• **Questions**
[1] In the papacy excerpt, to what city was the Vatican relocated?
[2] Reproduce the papacy excerpt, starting with "The political power" and going on through "the other two.".

• **Excerpt to read**
Besides theological differences, the significant distinction between the two Christian traditions was the Western assumption of political power. As the Roman polity imploded, the Bishop of Rome claimed temporal as well as spiritual authority. The pope claimed the right to appoint or reject kings and emperors. The Roman Church was wealthy and held vast land holdings. By the 11th century, Rome noted with distress that offspring of clergy were amassing wealth, hence the sudden instigation of celibacy for the Western priesthood.

The political power of the pope led to problems as the newly created nations of France and England emerged from the rubble of the Western collapse. Rome allied itself with the loose Germanic confederation known as the Holy Roman Empire, though it wasn’t holy or Roman or an empire. As France increased in wealth and power, it brought the papacy to French soil, away from Rome and German control. With the Vatican relocated in Avignon, popes became the pawns of the French monarchy. The Holy Roman emperors objected and after a century brought the pope back to Rome, though those popes were not universally recognized. Occasionally as many as 3 pontiffs claimed to be the Bishop of Rome, each one excommunicating the other two.

• **Provided information**

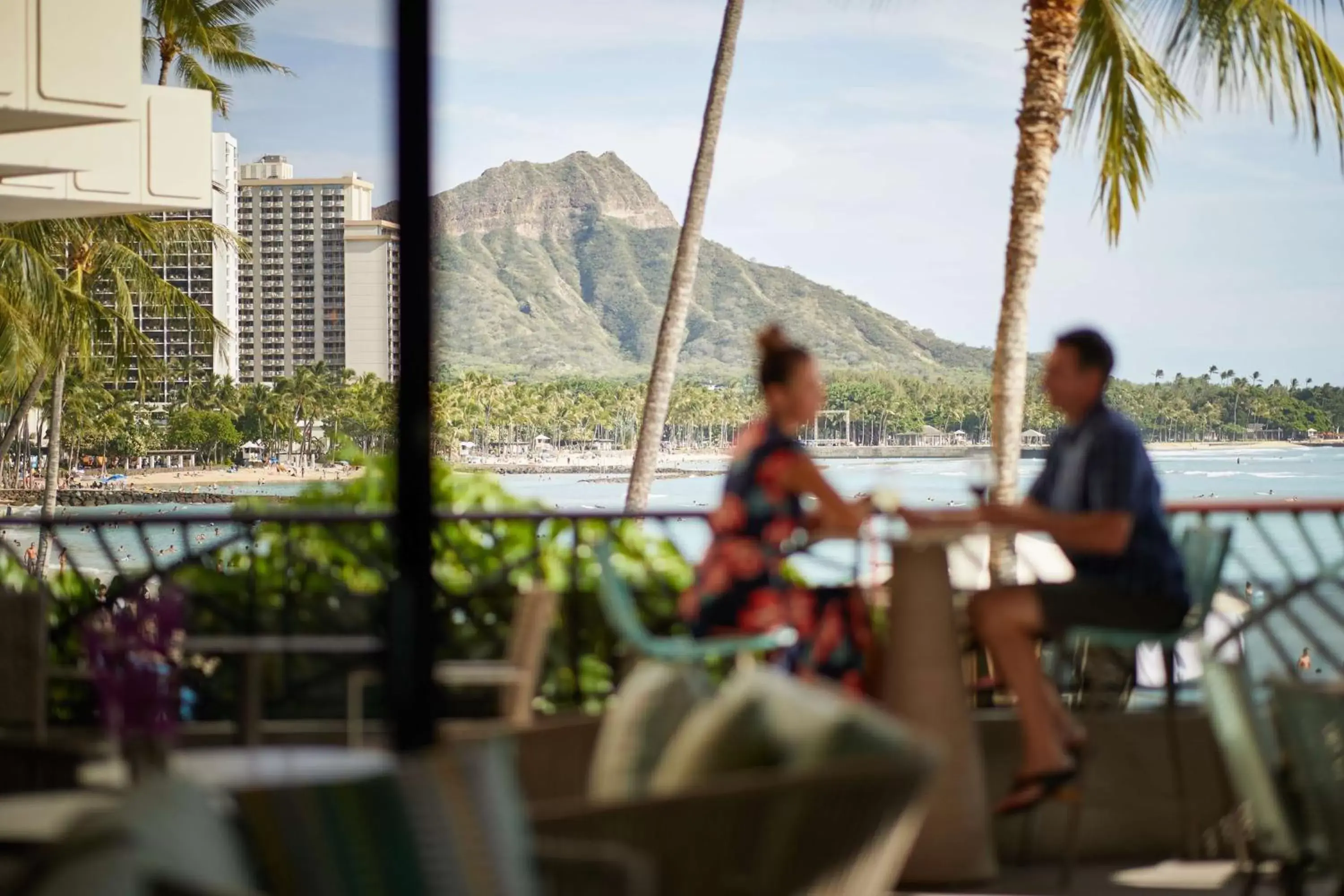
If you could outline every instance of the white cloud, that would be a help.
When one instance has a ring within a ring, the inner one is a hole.
[[[450,0],[439,12],[437,46],[454,67],[439,110],[441,188],[509,159],[610,149],[681,214],[720,0]],[[285,0],[266,15],[289,34],[386,46],[379,5],[363,0]],[[739,71],[769,44],[796,42],[798,62],[755,93],[735,73],[707,234],[942,334],[989,343],[1023,31],[1019,4],[1003,0],[751,0]],[[845,81],[812,63],[820,42],[851,42],[891,64]],[[613,79],[636,78],[642,54],[668,48],[680,52],[660,54],[667,77],[694,87],[677,94],[684,105],[613,105],[613,85],[593,78],[594,59],[612,60]],[[938,71],[915,62],[929,56]],[[800,90],[813,83],[821,89]],[[1091,216],[1091,149],[1059,154],[1032,341],[1087,320],[1117,337],[1130,376],[1235,363],[1339,380],[1329,343],[1344,326],[1335,301],[1344,271],[1332,234],[1344,232],[1344,179],[1333,148],[1317,159],[1255,107],[1204,106],[1202,121],[1160,138],[1156,184],[1120,249]],[[363,160],[337,164],[339,145],[309,149],[313,164],[364,171]],[[1300,351],[1275,347],[1288,343]]]

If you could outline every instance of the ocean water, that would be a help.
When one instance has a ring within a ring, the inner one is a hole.
[[[1187,449],[1152,453],[1153,466],[1167,500],[1259,500],[1293,502],[1310,498],[1344,501],[1344,449],[1329,447],[1258,447],[1258,449]],[[878,486],[895,489],[907,506],[946,508],[969,504],[972,462],[961,458],[938,459],[840,459],[824,461],[827,478],[841,494],[852,496]],[[1023,489],[1030,486],[1042,461],[1023,462]],[[723,489],[718,465],[687,465],[698,476],[657,480],[649,501],[650,509],[704,512],[714,508]],[[520,496],[539,500],[558,510],[618,510],[624,505],[624,474],[552,473],[507,476],[507,488]],[[238,494],[293,493],[297,484],[270,488],[238,486]],[[153,560],[159,566],[199,552],[230,539],[235,531],[227,523],[192,521],[194,517],[220,516],[224,505],[121,505],[70,509],[63,513],[62,544],[69,557],[91,575],[108,576],[116,557],[120,568],[144,568]],[[128,524],[105,531],[105,541],[93,531],[81,528],[81,517],[90,514],[148,514],[152,521],[144,537]],[[16,512],[0,519],[0,545],[22,556],[34,540],[24,517]],[[161,517],[161,519],[156,519]],[[1220,524],[1234,528],[1232,555],[1224,567],[1224,582],[1242,596],[1241,583],[1254,582],[1253,606],[1263,599],[1265,588],[1282,588],[1294,580],[1329,568],[1335,579],[1344,570],[1344,528],[1331,516],[1308,514],[1301,523],[1289,513],[1266,514],[1253,520],[1243,514],[1224,514]],[[1177,523],[1179,524],[1179,523]],[[702,520],[681,519],[649,524],[671,537],[691,560],[708,544],[708,531]],[[800,563],[800,571],[817,583],[849,582],[856,572],[886,560],[880,544],[828,543],[813,548]],[[55,556],[51,560],[56,563]],[[1247,657],[1267,661],[1270,668],[1288,665],[1302,646],[1313,653],[1344,657],[1344,590],[1331,594],[1332,606],[1321,609],[1305,599],[1293,604],[1289,614],[1275,614],[1261,631],[1247,635]],[[1278,642],[1275,647],[1274,642]],[[1327,670],[1331,678],[1336,676]]]
[[[1292,501],[1306,498],[1340,498],[1344,501],[1344,449],[1270,447],[1270,449],[1187,449],[1160,450],[1152,453],[1153,466],[1163,485],[1167,500],[1224,498],[1284,501],[1285,509]],[[1023,461],[1021,485],[1025,490],[1040,472],[1042,461]],[[972,461],[965,458],[930,459],[836,459],[823,461],[827,478],[845,496],[871,492],[875,488],[895,489],[907,506],[946,508],[964,506],[970,501],[969,477]],[[712,509],[723,492],[720,465],[712,462],[687,463],[692,476],[660,478],[655,482],[649,508],[653,510],[687,510],[703,513]],[[582,474],[511,474],[503,477],[507,488],[519,497],[534,498],[558,510],[620,510],[625,504],[626,477],[620,473]],[[273,484],[266,486],[233,486],[238,496],[293,494],[300,484]],[[198,551],[233,533],[227,524],[191,523],[192,517],[211,517],[227,513],[226,505],[202,504],[141,504],[109,505],[103,508],[62,509],[67,520],[60,527],[62,543],[70,557],[81,566],[102,571],[108,566],[109,552],[120,563],[141,566],[151,555],[171,559],[187,551]],[[32,509],[15,510],[12,517],[0,519],[3,544],[20,555],[32,541],[34,531],[24,525],[32,517]],[[81,517],[87,516],[148,516],[153,521],[145,527],[141,541],[134,529],[121,525],[105,532],[106,548],[91,531],[82,531]],[[157,517],[161,517],[159,520]],[[1234,521],[1241,523],[1241,521]],[[1273,521],[1271,521],[1273,523]],[[215,529],[219,535],[215,535]],[[679,548],[696,557],[707,543],[707,531],[699,521],[683,521],[660,525]],[[1321,532],[1327,540],[1332,532]],[[1335,541],[1340,535],[1333,533]],[[1273,560],[1265,545],[1242,539],[1251,555]],[[1285,539],[1281,548],[1292,557],[1310,559],[1301,553],[1309,548],[1300,537]],[[1344,552],[1344,544],[1340,545]],[[816,570],[823,580],[835,579],[845,568],[853,566],[853,548],[849,545],[828,545],[821,552],[828,560],[823,566],[832,570]],[[841,562],[840,557],[844,557]],[[1259,578],[1269,578],[1269,570]],[[1257,578],[1254,575],[1249,578]]]

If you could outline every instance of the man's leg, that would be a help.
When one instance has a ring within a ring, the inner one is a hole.
[[[993,657],[1004,682],[1017,697],[1021,719],[1023,774],[1064,768],[1068,756],[1060,737],[1067,715],[1059,695],[1046,680],[1036,657],[1044,629],[1040,600],[1030,586],[991,588],[970,600],[970,625]]]

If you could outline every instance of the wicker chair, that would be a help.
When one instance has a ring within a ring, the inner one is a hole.
[[[652,860],[659,893],[884,895],[923,822],[931,767],[911,776],[909,763],[884,759],[749,771],[685,793],[595,805],[586,787],[599,724],[570,716],[513,731],[534,829]],[[462,728],[454,736],[492,735]]]

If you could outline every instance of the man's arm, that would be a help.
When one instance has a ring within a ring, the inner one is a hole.
[[[966,510],[900,510],[911,527],[1001,525],[1044,532],[1066,551],[1120,555],[1129,545],[1134,514],[1128,510],[1058,513],[1031,498],[1021,504],[991,504]]]
[[[1118,556],[1129,547],[1134,514],[1129,510],[1058,513],[1031,498],[1019,505],[992,504],[982,509],[985,523],[1044,532],[1066,551]]]

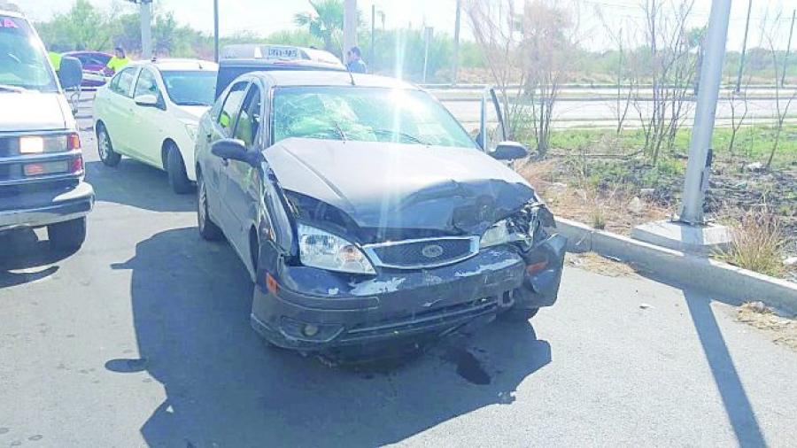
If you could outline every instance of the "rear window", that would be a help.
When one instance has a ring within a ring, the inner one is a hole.
[[[212,105],[215,96],[216,72],[210,70],[165,71],[160,73],[166,93],[179,105]]]
[[[58,87],[27,21],[0,15],[0,91],[24,89],[57,92]]]

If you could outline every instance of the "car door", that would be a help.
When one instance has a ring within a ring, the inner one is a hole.
[[[219,114],[213,117],[210,130],[205,135],[203,135],[210,148],[213,147],[213,142],[222,138],[232,137],[237,113],[241,109],[241,103],[244,101],[248,86],[249,80],[239,81],[230,86],[224,97],[221,108],[219,110]],[[210,155],[206,158],[205,166],[207,200],[212,210],[211,214],[217,220],[216,223],[221,227],[228,237],[229,237],[228,232],[231,232],[232,229],[228,226],[230,211],[224,197],[227,186],[225,177],[227,176],[227,167],[228,166],[229,160]]]
[[[129,156],[130,140],[135,130],[130,126],[130,116],[133,114],[133,83],[138,67],[128,67],[117,73],[108,87],[108,95],[102,103],[102,109],[97,115],[105,124],[113,151]]]
[[[158,75],[151,67],[143,67],[135,81],[133,100],[133,116],[130,122],[136,129],[135,141],[131,143],[131,151],[143,162],[163,166],[161,147],[165,139],[165,125],[166,116],[166,100],[158,87]],[[155,105],[142,105],[135,99],[144,95],[154,96],[158,103]]]
[[[248,151],[257,151],[261,148],[262,92],[259,83],[252,81],[236,121],[233,138],[244,142]],[[255,220],[256,199],[260,194],[258,170],[246,162],[229,160],[224,181],[227,183],[224,199],[230,211],[230,226],[235,235],[233,243],[239,253],[248,254],[249,228]]]

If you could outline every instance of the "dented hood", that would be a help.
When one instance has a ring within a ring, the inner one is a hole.
[[[480,234],[534,197],[523,178],[476,149],[290,138],[264,155],[282,189],[361,228]]]

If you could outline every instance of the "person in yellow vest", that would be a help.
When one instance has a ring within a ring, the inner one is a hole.
[[[52,68],[55,69],[56,73],[61,71],[61,59],[64,58],[61,56],[61,49],[60,45],[53,44],[50,47],[50,51],[47,52],[47,58],[50,58],[50,63],[52,64]]]
[[[112,73],[119,72],[130,63],[130,59],[128,58],[128,56],[125,54],[125,49],[116,47],[114,50],[116,51],[116,54],[108,60],[108,64],[105,66]]]

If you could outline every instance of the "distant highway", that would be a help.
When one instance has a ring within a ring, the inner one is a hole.
[[[479,121],[479,99],[454,97],[449,91],[430,90],[432,95],[451,111],[458,120],[467,125],[474,125]],[[785,107],[787,100],[781,98],[781,107]],[[641,115],[648,120],[652,113],[652,102],[640,104]],[[621,102],[621,107],[624,104]],[[684,105],[686,109],[685,125],[691,125],[694,118],[694,102],[690,100]],[[617,101],[600,97],[563,97],[557,101],[553,109],[553,126],[555,127],[614,127],[617,125]],[[747,100],[747,118],[745,125],[772,123],[776,117],[777,102],[773,98],[757,98]],[[788,122],[797,121],[797,101],[793,102],[787,114]],[[744,113],[742,103],[737,102],[737,115]],[[640,127],[640,112],[631,104],[625,120],[625,127]],[[731,104],[726,97],[720,97],[717,104],[717,126],[731,126]]]

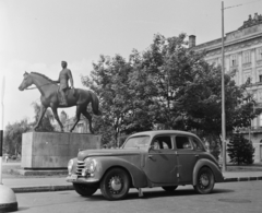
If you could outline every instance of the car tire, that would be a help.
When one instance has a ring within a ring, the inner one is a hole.
[[[178,186],[171,186],[171,187],[162,187],[167,192],[172,192],[177,189]]]
[[[213,171],[207,167],[202,167],[196,177],[196,185],[193,186],[194,190],[199,193],[210,193],[215,185],[215,177]]]
[[[97,186],[83,185],[83,184],[73,184],[73,187],[74,187],[74,190],[83,197],[91,197],[98,189]]]
[[[108,170],[100,181],[102,194],[107,200],[124,199],[129,192],[129,175],[121,168],[112,168]]]

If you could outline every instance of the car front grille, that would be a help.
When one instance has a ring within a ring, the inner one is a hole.
[[[82,176],[82,170],[83,170],[84,167],[85,167],[85,163],[82,162],[82,161],[78,161],[76,175],[78,175],[79,177]]]

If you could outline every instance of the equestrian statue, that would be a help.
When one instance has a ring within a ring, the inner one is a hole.
[[[78,122],[80,121],[81,114],[88,120],[90,131],[93,132],[92,128],[92,116],[87,111],[87,106],[91,103],[92,109],[95,115],[100,115],[98,109],[99,102],[95,93],[92,91],[86,91],[82,88],[74,88],[73,76],[71,70],[67,68],[68,63],[66,61],[61,62],[62,70],[59,74],[58,81],[52,81],[44,74],[37,72],[24,73],[24,79],[19,86],[20,91],[28,90],[31,85],[35,85],[40,92],[40,117],[34,127],[37,130],[39,123],[48,107],[51,108],[55,119],[58,121],[61,131],[63,131],[63,126],[58,117],[57,108],[72,107],[76,106],[75,122],[70,129],[73,131]],[[71,88],[69,87],[68,81],[70,80]],[[58,83],[60,83],[58,85]]]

• **Answers provided**
[1] Avignon.

[2]
The political power of the pope led to problems as the newly created nations of France and England emerged from the rubble of the Western collapse. Rome allied itself with the loose Germanic confederation known as the Holy Roman Empire, though it wasn’t holy or Roman or an empire. As France increased in wealth and power, it brought the papacy to French soil, away from Rome and German control. With the Vatican relocated in Avignon, popes became the pawns of the French monarchy. The Holy Roman emperors objected and after a century brought the pope back to Rome, though those popes were not universally recognized. Occasionally as many as 3 pontiffs claimed to be the Bishop of Rome, each one excommunicating the other two.